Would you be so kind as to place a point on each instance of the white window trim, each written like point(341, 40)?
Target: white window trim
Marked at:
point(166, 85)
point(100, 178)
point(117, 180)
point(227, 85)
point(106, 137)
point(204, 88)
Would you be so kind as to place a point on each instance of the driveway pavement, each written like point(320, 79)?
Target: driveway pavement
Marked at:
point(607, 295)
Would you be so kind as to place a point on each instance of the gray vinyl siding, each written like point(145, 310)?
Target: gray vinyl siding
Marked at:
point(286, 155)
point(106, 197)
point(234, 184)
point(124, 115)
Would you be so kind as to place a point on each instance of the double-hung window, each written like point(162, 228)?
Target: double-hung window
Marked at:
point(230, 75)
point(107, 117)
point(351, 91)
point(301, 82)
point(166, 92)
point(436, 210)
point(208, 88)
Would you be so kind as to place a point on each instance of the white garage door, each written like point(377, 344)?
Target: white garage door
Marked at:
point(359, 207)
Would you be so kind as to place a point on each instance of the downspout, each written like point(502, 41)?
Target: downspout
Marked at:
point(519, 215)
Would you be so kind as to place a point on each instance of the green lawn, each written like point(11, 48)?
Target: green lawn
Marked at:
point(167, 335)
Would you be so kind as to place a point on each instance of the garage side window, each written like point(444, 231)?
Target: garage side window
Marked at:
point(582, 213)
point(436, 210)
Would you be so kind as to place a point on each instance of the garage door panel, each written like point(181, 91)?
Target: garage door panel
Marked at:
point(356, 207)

→ **What is required**
Report every line from the material above that mentions the word "side".

→ **Response to this task**
Would you be so kind as to place a point on each instance of the garage side window, each written like point(444, 231)?
Target: garage side window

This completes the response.